- **Selected text**
▬▬▬▬▬▬

Mama, There's a Plagiarist Behind You

3 months ago 2
Screenshot by the author.

Around a year ago, I opened the TikTok app and was served a video of

discussing an essay she’d just published. ‘It’s my most well-researched Substack,’ she announced proudly, before diving into the ideas and evidence she’d supposedly compiled.

Only they weren’t her ideas.

And they weren’t her words.

And it wasn’t her research — it was mine.

For a second there, I genuinely thought I was losing it. Am I about to morph into a cockroach? Is this some nightmare loosely based on Yellowface by R.F. Kuang? Had I only hallucinated writing this piece altogether, and this woman was the rightful author all along?

I quickly pulled up my essay, published on February 9th, and then hers, published March 13th. The title was different, though it conveyed the same idea; however, the body was a near copy-paste job, with a few bits removed or changed and some words swapped out, I guess to make it seem ‘different’ enough. But it wasn’t. My observations, metaphors, italicised emphasis (!), and the research I’d gathered stared back at me from her page, and I wanted to scream MINE! over and over again, like the seagulls in Finding Nemo.

On the left: the plagiarised introduction. On the right: the introduction I wrote.

I got angry then angrier and angrier. Her video was racking up thousands of views and likes, and ‘her’ Substack post was gaining traction, too. I then checked out her other work and — surprise, surprise — there it was again: entire paragraphs lifted from other writers, including

. I reported her profile and the article. Multiple times. She eventually did remove it, but I never heard a word from Substack.

Still fuming, but desperate to protect my sanity (and blood pressure), I blocked her; at least she won’t be able to steal from me again, I thought. But then I started seeing ‘her’ articles popping up all over my Substack feed.

And guess what?

She’s now listed as the #1 New Bestseller here.

If you’re a writer, the above likely reads like a horror story.

▬▬▬▬▬▬

- **What you will do**
1. From the plagiarism essay, list the things the author says "stared back" from the other writer's page.
2. Answer these questions about the plagiarism essay:
(a) On what date was the author's original essay published?
(b) Which app served the author the video of the other writer?
(c) What listing does the other writer now hold, according to the end of the essay?
3. Write the next few paragraphs of the plagiarism essay, picking up after its final sentence and keeping its voice.
The listing that follows is separate material and has no connection to the plagiarism essay above.

- **Information provided**

▬▬▬▬▬▬

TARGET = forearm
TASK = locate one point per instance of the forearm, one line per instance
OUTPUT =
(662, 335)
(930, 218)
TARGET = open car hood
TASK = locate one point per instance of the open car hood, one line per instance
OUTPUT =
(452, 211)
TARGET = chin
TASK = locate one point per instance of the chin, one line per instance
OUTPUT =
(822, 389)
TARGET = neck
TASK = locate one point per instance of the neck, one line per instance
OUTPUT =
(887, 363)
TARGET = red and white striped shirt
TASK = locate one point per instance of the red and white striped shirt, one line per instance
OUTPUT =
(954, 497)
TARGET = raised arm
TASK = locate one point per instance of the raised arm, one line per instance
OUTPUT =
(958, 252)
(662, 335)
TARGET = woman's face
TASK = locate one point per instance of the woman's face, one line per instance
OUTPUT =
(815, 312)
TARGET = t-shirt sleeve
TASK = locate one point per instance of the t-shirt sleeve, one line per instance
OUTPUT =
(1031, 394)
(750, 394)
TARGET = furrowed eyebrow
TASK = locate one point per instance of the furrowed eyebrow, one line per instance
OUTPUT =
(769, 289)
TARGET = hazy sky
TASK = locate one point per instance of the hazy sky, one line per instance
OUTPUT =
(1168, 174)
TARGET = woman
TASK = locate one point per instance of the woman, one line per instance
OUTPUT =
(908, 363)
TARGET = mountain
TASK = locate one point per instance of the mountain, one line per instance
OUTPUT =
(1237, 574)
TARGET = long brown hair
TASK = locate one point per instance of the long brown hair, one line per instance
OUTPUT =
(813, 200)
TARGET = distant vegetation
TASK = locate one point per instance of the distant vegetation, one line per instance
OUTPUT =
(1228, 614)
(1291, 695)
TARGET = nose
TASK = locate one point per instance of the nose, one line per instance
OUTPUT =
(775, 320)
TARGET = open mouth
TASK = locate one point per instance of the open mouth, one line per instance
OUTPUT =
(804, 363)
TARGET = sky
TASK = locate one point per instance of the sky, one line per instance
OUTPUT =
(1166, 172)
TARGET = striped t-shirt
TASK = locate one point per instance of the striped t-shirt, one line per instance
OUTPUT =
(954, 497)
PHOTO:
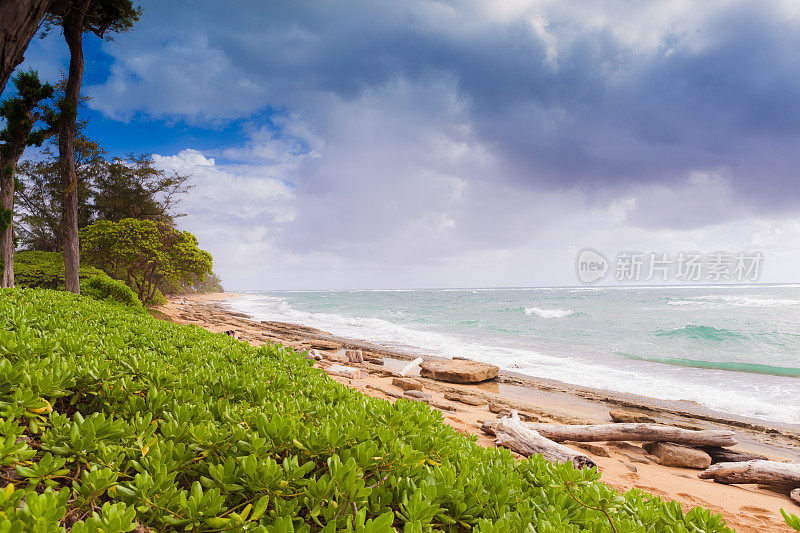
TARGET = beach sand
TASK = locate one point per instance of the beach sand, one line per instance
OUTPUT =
(747, 508)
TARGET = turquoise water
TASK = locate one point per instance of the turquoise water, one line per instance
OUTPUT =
(734, 349)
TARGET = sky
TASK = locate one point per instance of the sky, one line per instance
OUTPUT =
(474, 143)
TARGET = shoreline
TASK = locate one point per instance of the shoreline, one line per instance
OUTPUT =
(745, 507)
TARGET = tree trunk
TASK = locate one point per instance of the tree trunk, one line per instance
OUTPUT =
(635, 432)
(785, 476)
(73, 34)
(7, 235)
(511, 433)
(19, 22)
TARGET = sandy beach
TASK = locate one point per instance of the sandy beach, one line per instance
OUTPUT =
(748, 508)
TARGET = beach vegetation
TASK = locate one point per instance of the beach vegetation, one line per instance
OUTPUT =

▬▬▬▬▬▬

- **Answers for this exercise**
1.
- Observations
- Metaphors
- Italicised emphasis
- The research the author had gathered

2.
(a) February 9th
(b) TikTok
(c) #1 New Bestseller

3.
And if it’s happened to you too, I’m so, so sorry. I feel your frustration, your rage, your disbelief at the sheer audacity of those who steal — and the helplessness that follows when you realise how little recourse we really have. Far too many writers I know have been through it as well.

Sadly, this isn’t even my first rodeo either. I’ve had entire articles lifted before — sometimes multiple at once — and reposted, unashamedly, into the Digital Wild West. In fact, it happened just two weeks ago — this time on Medium.

The algorithmic gods who rule our online feeds might indeed function sort of like librarians, connecting us with things we’ve shown interest in, but, unlike librarians, they largely don’t care what they surface or why. Too often, they also end up behaving more like carnival bakers, pushing the loudest, simplest, and most emotionally charged content, regardless of whether it’s accurate, highly polarising, or remotely original. The result is pretty predictable: crap piled on crap, layered with even more crap, until the whole thing starts to reek — and once you catch its vile stench, you can’t un-smell it. At least I know I can’t.

In a letter published last year in Nature Human Behavior, a group of scientists warned that our information space is becoming dangerously polluted, making it harder and harder to actually process what we’re seeing, let alone sort the good from the bad — all the plagiarism, mis- and dis-information, low-quality news, spam, AI slop, etc., etc. According to a recent study by researchers at Amazon Web Services, roughly 57% of the content online right now is already either AI-generated or translated through an AI algorithm. Some other estimates suggest that by 2026, this could rise to a staggering 90%. Add in the rest of the digital pollutants and, well, you’ve got a full-blown swamp. Stinky, murky, and taking up an ever-larger share of what we see and hear online.

And this isn’t just bad for writers, artists, and other creatives, who now have to twist themselves into pretzels and be a marketer, an influencer, and a content strategist all in one — oh, and somehow still find time to, you know, create — just to make their work barely visible through the muck.

It’s bad for everyone.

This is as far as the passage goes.